Texto extraído:
────────────────────
A Falácia dos Festivais de Rock no Brasil
Por Edsão
Postado em 21 de maio de 2025
Sim! É mentira que festivais de música alavancam a carreira de artistas independentes de Rock Adulto ou Pop Honesto neste país.
Como já participei de mais de uma dezena de eventos do tipo, com várias bandas ou em voos solo, posso afirmar com veemência; e, fico ainda mais à vontade para falar sobre o tema, pois, uma de minhas composições, "Flores do Reggae", conquistou o 2º lugar na categoria canção inédita, após concorrer com mais de 800 canções de todo o país, no, então, maior festival de música universitária do Brasil, o FestValda edição de 1994.
Além disso, dois anos depois, com este mesmo som, vencí classificatória entre cerca de 1.000 músicas em nível nacional! Sim, Mil! E gravei cd produzido pela Sony Music com outras onze bandas de várias capitais no 1º Skol Rock, em 1996 (que na época era chamado de Skol Garage Band).

E sabe o que é mais bizarro? este CD está no Mercado Livre, e a "Flores do Reggae" disponível no Spotfy e no Deezer. É mole?
Esta música, "Flores do Reggae", foi influenciada pelo ilustre jamaicano, Bob Marley, e pela fase latina do ex-líder dos Talking Heads, David Byrne), que permeia o álbum "Uh!Oh"!
Eu a criei em parceria com o Atto Ortazze (vocalista da minha primeira banda, a Outdoor), que compôs a letra da canção, inspirado pelo fumacê da marijuana.

Mas você deve estar se perguntando: por que será que um sujeito cínico e cético, como é o meu caso, resolveu participar destes festivais de enganação (em que os melhores raramente ganham)?
Como sempre, antes de te responder, como jornalista, preciso contextualizar e, para tanto, lançar mão de um breve histórico sobre o porquê de ter me tornado músico, compositor, letrista, e posteriormente, aceitar participar de infames festivais de música.
Ah! observação: neste texto não vou falar sobre o nascimento "oficial" dos festivais de música em terras tupiniquins, pois nada mais eram que um desfile de cartas marcadas para promover os produtos das gravadoras presentes no país e, principalmente, aumentar a audiência dos recém-lançados canais de televisão dos anos 1950 e 60, como TV Tupi, Excelsior, Record e TV Globo.

E não vou perder seu tempo analisando uma cena "independente" e/ou "de rock" que, de fato, nunca existiu no Brasil; jamais aconteceu! Nem nos anos 80, pois, como na letra da canção "Pop" da Maquinavicio, "A mídia sempre foi e vai ser o Poder" (principalmente em uma nação subdesenvolvida artística e intelectualmente, como a nossa), em que os chamados "movimentos" só acontecem quando é de interesse da Indústria, ou dos veículos de má comunicação; seja, durante os pré ou pós anos de chumbo da ditadura militar, ou das atuais onipresentes redes antissociais.
────────────────────
Dados registrados:
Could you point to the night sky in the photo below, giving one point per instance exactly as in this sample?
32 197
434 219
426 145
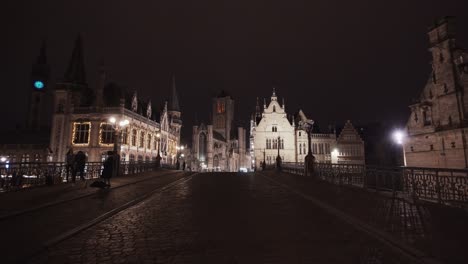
────────────────────
Instruções do exercício:
Segundo o texto sobre festivais de rock, que colocação a canção "Flores do Reggae" conquistou no FestValda de 1994? As linhas não têm nenhuma relação com esta tarefa.

Solução do exercício:
O 2º lugar na categoria canção inédita.